Passage given:
-*-
Ab Testing Introduction

Posted by VitoDH Blog on December 28, 2019

AB Testing - Lesson 1 - Introduction

1. Overview

What

A general methodology used online when you want to test a new product or a new feature.

How

Take two sets of users,

  • Control set, your existing product
  • Another set, your experiment, the new version

How do these two sets respond differently?

Useful when

  • You want to climb to the peak of the current mountain

eg.

  • Movie recommendation site
  • Change backend-page load time, results

Not useful when

  • not when you choose which mountain to climb(i.e. testing out new experiences)

  • Short term A-B testing
  • Can’t tell if you’re missing something

eg.

  • Online shopping service. Is item complete?
-*-
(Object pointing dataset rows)
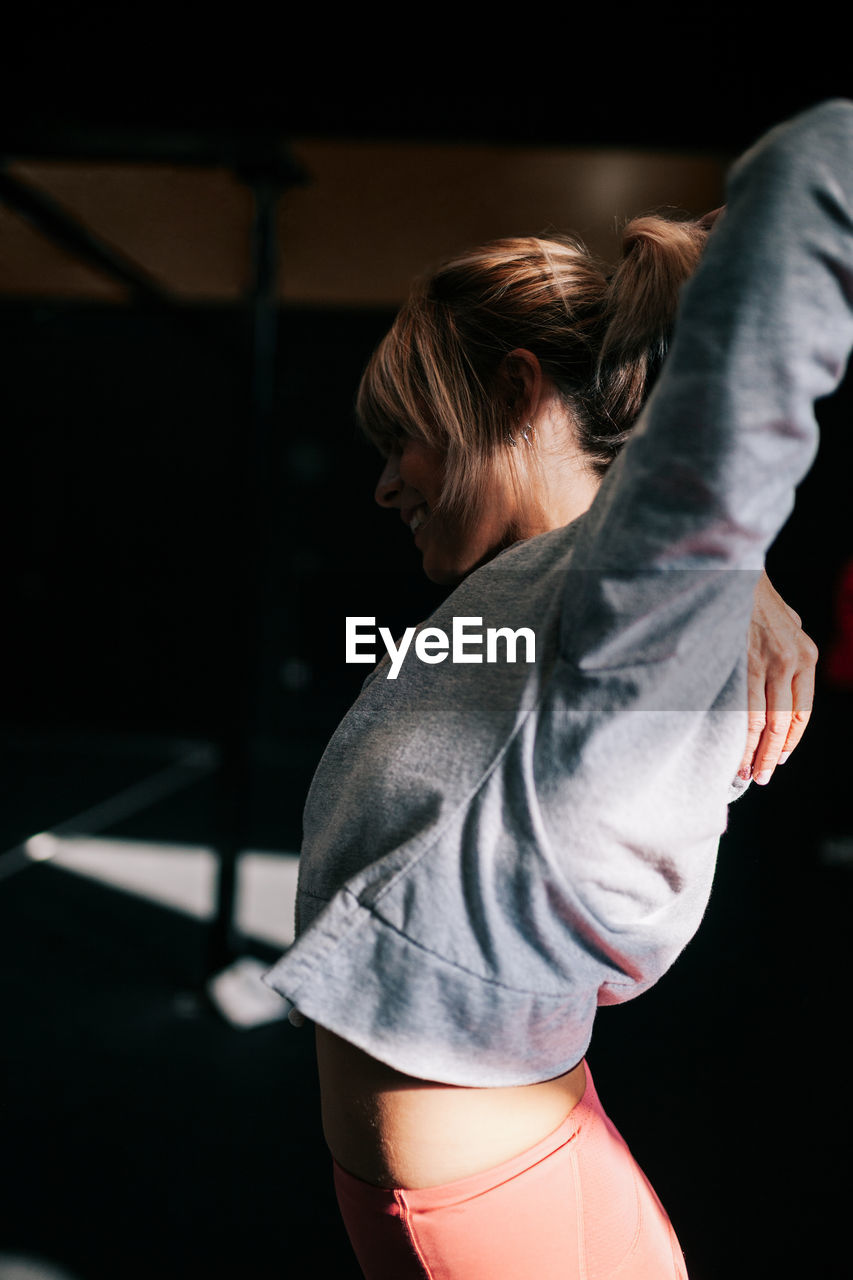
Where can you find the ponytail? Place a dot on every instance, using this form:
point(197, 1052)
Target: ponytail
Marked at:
point(658, 255)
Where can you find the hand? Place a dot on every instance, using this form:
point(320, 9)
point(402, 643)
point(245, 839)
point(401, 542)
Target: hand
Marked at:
point(780, 684)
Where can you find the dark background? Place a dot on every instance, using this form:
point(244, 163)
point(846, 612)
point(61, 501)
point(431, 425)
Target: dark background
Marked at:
point(145, 1136)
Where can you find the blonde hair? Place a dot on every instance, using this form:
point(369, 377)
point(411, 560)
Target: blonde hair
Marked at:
point(439, 373)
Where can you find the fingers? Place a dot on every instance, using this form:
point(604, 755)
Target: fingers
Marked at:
point(775, 732)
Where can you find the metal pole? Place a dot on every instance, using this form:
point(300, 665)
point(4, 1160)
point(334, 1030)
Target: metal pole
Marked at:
point(250, 539)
-*-
Given request 1: In the A/B testing post, what does the control set represent?
Given request 2: Write out the A/B testing post from "Take two sets" up to and including "sets respond differently?".

Complete output 1: The existing product.

Complete output 2:
Take two sets of users,

  • Control set, your existing product
  • Another set, your experiment, the new version

How do these two sets respond differently?